# [PROBLEMS TO SOLVE]
a: Translate this sentence from the Las Vegas article into Spanish: "But upon further inspection, the invite looked pretty great."
b: Reproduce the passage of the Las Vegas article between "NoMad Las Vegas’" and "and original artwork.", inclusive.
##### EXCERPT PROVIDED #####
With the recent debut of Park MGM and NoMad, a former Las Vegas naysayer becomes a bona fide believer.
From top: The pastel pool area at Park MGM has a sweet retro vibe. Relax on a shaded daybed or spring for a Baja ledge chair to be partially immersed in the water; Park MGM’s poolside cabanas are large enough for 10 and include reserved lounge chairs, a living space and a dedicated server.
Ah, Las Vegas. The twinkly land of glitz, glam and excess has never been my first choice for a getaway. Of the few times I’ve visited, one trip resulted in a hospital stay (dehydration!) and the others were filled with lots of smoke, blinking casino lights and cavernous convention halls. So when the opportunity to visit one of Sin City’s newest destinations—MGM’s Park MGM (702.730.7777) and NoMad Las Vegas (702.730.7000)—popped up, my first instinct was to politely decline.
But upon further inspection, the invite looked pretty great. Some key names stood out, like Roy Choi, NoMad, Eataly, the Houston brothers (Houston Hospitality) and even Lady Gaga, all of whom had projects connected to MGM’s latest resort. Could it be that all of these cool, dynamic people and places—many with a presence in Los Angeles—were planting themselves in Las Vegas? The answer, along with my RSVP, was yes.
NoMad Las Vegas’ classic queen room features two queen beds with custom Bellino linens, a mahogany writing desk, a velvet window seat and original artwork.
##### DATA FOR REVIEW #####
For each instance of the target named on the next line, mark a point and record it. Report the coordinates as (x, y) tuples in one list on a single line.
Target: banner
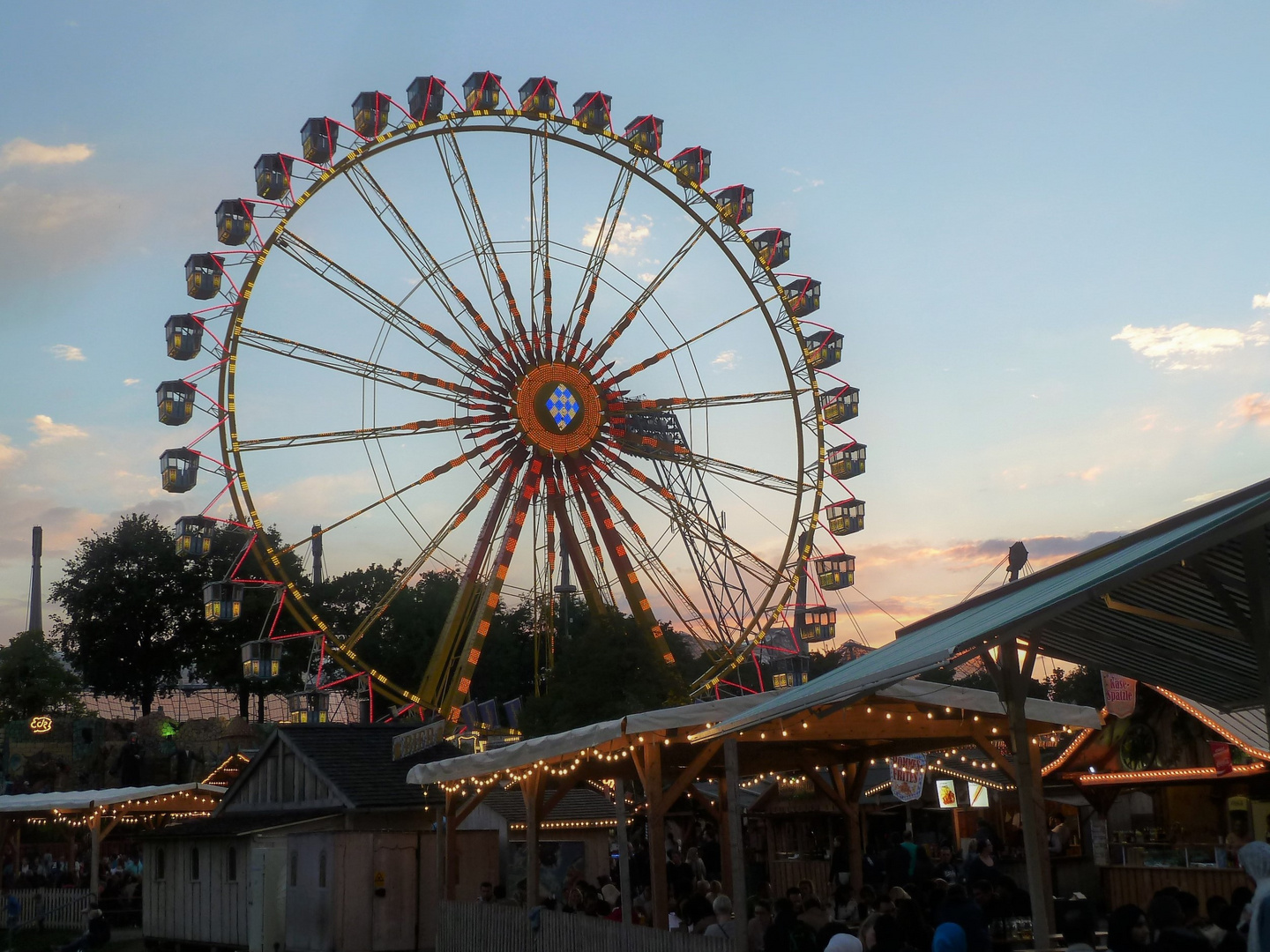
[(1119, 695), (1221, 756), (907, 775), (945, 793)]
#####
##### DATA FOR REVIEW #####
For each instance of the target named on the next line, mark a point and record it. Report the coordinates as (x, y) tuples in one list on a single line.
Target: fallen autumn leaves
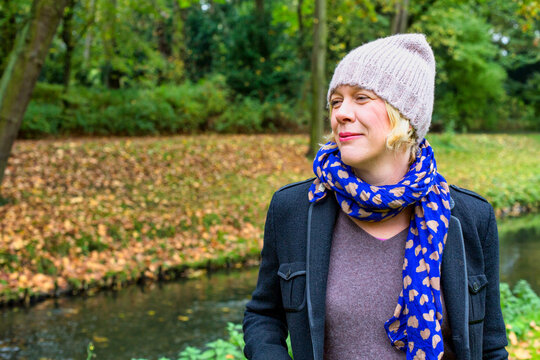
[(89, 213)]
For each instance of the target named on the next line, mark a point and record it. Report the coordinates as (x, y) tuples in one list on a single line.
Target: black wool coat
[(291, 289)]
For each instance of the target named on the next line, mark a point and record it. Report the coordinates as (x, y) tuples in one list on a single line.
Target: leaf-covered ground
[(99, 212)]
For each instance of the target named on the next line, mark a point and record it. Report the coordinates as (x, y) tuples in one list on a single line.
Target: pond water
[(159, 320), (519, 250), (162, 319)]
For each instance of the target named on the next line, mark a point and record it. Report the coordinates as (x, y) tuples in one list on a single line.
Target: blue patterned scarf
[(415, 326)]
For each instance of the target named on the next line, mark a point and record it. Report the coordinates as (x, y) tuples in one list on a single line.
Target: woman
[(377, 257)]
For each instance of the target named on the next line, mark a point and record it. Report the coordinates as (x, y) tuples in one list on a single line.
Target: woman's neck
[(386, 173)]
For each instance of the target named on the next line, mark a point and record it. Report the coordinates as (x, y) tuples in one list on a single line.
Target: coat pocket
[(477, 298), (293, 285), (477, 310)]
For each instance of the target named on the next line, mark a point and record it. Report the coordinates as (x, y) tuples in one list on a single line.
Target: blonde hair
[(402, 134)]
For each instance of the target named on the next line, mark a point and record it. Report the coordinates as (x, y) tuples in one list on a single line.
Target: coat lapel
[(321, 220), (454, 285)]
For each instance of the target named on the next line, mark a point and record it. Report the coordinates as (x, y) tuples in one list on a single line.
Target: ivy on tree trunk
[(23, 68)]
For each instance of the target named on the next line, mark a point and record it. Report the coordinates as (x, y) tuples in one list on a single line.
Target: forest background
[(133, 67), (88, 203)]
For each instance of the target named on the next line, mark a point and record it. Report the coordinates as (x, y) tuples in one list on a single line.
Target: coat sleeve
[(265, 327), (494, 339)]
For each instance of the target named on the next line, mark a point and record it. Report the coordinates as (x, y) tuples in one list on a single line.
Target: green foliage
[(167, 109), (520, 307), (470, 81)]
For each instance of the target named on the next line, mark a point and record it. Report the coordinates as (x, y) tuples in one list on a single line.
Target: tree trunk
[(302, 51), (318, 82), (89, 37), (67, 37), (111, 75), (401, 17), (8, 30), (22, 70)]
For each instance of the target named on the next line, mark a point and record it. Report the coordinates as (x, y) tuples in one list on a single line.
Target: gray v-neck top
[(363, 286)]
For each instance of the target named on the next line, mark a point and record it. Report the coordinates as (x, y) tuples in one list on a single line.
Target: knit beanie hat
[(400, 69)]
#####
# [ANSWERS BY ITEM NUMBER]
a: Pero, al examinarla más a fondo, la invitación se veía bastante bien.

b:
NoMad Las Vegas’ classic queen room features two queen beds with custom Bellino linens, a mahogany writing desk, a velvet window seat and original artwork.